◆ AIM
Could you reproduce the lines below word for word, leaving out the pictures?

═════ GIVEN INFORMATION ═════

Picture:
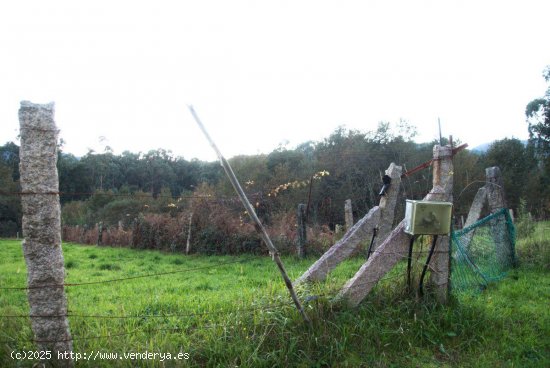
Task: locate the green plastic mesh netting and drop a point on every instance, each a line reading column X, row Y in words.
column 483, row 252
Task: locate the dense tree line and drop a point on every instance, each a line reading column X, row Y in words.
column 117, row 190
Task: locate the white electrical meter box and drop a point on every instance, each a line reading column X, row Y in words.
column 428, row 217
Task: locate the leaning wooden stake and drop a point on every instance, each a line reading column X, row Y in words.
column 302, row 233
column 348, row 214
column 42, row 232
column 188, row 245
column 250, row 210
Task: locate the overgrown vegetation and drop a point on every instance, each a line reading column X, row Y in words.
column 239, row 314
column 146, row 200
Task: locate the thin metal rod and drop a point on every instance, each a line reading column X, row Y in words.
column 420, row 285
column 409, row 262
column 369, row 251
column 250, row 210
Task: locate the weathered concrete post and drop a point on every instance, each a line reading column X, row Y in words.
column 348, row 214
column 302, row 233
column 442, row 190
column 344, row 248
column 395, row 246
column 388, row 203
column 42, row 230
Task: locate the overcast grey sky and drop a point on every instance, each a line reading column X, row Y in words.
column 263, row 72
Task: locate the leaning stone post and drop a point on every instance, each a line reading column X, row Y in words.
column 395, row 246
column 348, row 214
column 388, row 203
column 42, row 230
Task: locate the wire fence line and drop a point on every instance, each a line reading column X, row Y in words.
column 130, row 277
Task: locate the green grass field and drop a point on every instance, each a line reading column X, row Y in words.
column 234, row 311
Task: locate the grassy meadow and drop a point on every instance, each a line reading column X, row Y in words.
column 235, row 312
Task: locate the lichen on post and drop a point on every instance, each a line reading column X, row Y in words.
column 42, row 230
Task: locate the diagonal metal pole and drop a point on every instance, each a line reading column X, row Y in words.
column 258, row 224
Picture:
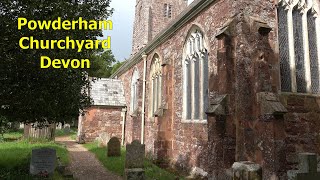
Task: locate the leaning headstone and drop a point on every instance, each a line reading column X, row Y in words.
column 43, row 162
column 114, row 147
column 66, row 128
column 135, row 154
column 246, row 170
column 307, row 168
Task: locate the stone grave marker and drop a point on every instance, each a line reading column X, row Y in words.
column 114, row 147
column 307, row 168
column 246, row 170
column 66, row 128
column 135, row 153
column 43, row 161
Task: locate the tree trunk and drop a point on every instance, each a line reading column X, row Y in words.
column 35, row 132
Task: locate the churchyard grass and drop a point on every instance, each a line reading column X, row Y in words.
column 116, row 164
column 15, row 155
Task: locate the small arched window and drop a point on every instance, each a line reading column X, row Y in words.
column 134, row 91
column 195, row 77
column 156, row 84
column 299, row 46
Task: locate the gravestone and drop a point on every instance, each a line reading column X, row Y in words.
column 307, row 168
column 135, row 153
column 246, row 170
column 43, row 161
column 114, row 147
column 66, row 128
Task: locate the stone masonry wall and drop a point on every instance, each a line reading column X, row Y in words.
column 242, row 66
column 150, row 20
column 99, row 120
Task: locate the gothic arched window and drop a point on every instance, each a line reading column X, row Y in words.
column 299, row 45
column 195, row 77
column 156, row 85
column 134, row 91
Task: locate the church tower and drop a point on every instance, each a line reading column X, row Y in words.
column 151, row 17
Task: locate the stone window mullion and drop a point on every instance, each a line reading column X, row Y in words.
column 187, row 89
column 306, row 49
column 203, row 85
column 152, row 96
column 195, row 77
column 317, row 27
column 155, row 102
column 291, row 49
column 196, row 89
column 159, row 90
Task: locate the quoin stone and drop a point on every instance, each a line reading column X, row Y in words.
column 307, row 168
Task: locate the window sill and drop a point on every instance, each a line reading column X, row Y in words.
column 194, row 121
column 298, row 94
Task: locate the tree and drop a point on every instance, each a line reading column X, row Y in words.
column 28, row 93
column 116, row 66
column 101, row 65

═════

◆ ANSWER TO THE EXERCISE
Picture:
Task: locate the green plastic mesh netting and drop a point on every instance, each a line reading column X, row Y in words.
column 483, row 252
Task: locate the dense tree line and drop a point on every instance, each a line reading column X, row Y in words.
column 117, row 190
Task: locate the white electrical meter box and drop a point on every instance, each a line reading column X, row Y in words.
column 428, row 217
Task: locate the leaning wooden stake and drop a point on every instance, each a line reading column X, row Y in words.
column 302, row 233
column 348, row 214
column 42, row 232
column 188, row 245
column 250, row 210
Task: locate the overgrown vegetation and drop a point on every instance, each a line reading column X, row Y in words.
column 239, row 314
column 146, row 200
Task: locate the thin metal rod and drop a point on every instance, each a line reading column X, row Y in words.
column 420, row 285
column 409, row 262
column 369, row 251
column 250, row 210
Task: locate the weathered concrete post and drop a point on every instance, each a line reading column X, row Y in words.
column 348, row 214
column 302, row 233
column 442, row 190
column 344, row 248
column 395, row 246
column 388, row 203
column 42, row 230
Task: locate the overcast grey sky and drop a point on every instance, each a line reading column X, row Y in words.
column 263, row 72
Task: locate the leaning stone post and drop a point on every instance, each a line reading column X, row Y in words.
column 395, row 246
column 348, row 214
column 388, row 203
column 42, row 230
Task: locate the wire fence line and drop a point on every instance, each a line reading column X, row Y in words.
column 130, row 277
Task: locate the green grass field and drop a point on every instance, each a line reading column X, row Y in words.
column 234, row 311
Task: locate the grassy meadow and drop a point on every instance, each a line reading column X, row Y in words.
column 235, row 312
Task: locate the lichen on post and drop a point on every instance, each a line reading column X, row Y in words.
column 42, row 230
Task: locate the diagonal metal pole and drop a point on every instance, each a line reading column X, row Y in words.
column 258, row 224
Picture:
Task: locate the leaning headstone and drop a point on every instance, each a line reading column X, row Y in words.
column 43, row 162
column 114, row 147
column 66, row 128
column 135, row 154
column 246, row 170
column 307, row 168
Task: locate the stone grave marker and drop a point on every instance, each a line reading column X, row Y in words.
column 114, row 147
column 307, row 168
column 246, row 170
column 66, row 128
column 135, row 153
column 43, row 161
Task: locate the tree trunk and drop a point on every instance, each a line reading column X, row Y in words.
column 35, row 132
Task: locate the churchyard grass and drop a point on every instance, each a line reading column X, row Y in words.
column 116, row 164
column 15, row 155
Task: locate the small arched window and drop a point on every instance, each a line reading column X, row Y in words.
column 134, row 91
column 195, row 77
column 156, row 84
column 299, row 46
Task: locate the gravestone and drop a point on every instance, each a line reading column X, row Y in words.
column 307, row 168
column 135, row 153
column 246, row 170
column 43, row 161
column 114, row 147
column 66, row 128
Task: locate the stone masonry wall and drop a point on every instance, each a line reading column X, row Y in words.
column 242, row 66
column 150, row 20
column 99, row 120
Task: locate the gothic arched window and drop a point on every instance, each a line reading column X, row Y in words.
column 299, row 45
column 195, row 77
column 156, row 85
column 134, row 91
Task: locate the church tower and drop a point on every instance, each a line reading column X, row Y in words.
column 151, row 17
Task: locate the stone window mullion and drop a point on every instance, each a line reading column X, row Y in words.
column 187, row 89
column 306, row 49
column 203, row 85
column 152, row 96
column 195, row 77
column 317, row 27
column 155, row 102
column 291, row 49
column 196, row 89
column 159, row 90
Task: locate the quoin stone and drop a point on every instance, each a line reading column X, row Y in words.
column 307, row 168
Task: locate the window sill and drop a point on every instance, each a line reading column X, row Y in words.
column 194, row 121
column 298, row 94
Task: locate the tree and drop a point on every instance, each a line reading column X, row Y in words.
column 28, row 93
column 116, row 66
column 101, row 65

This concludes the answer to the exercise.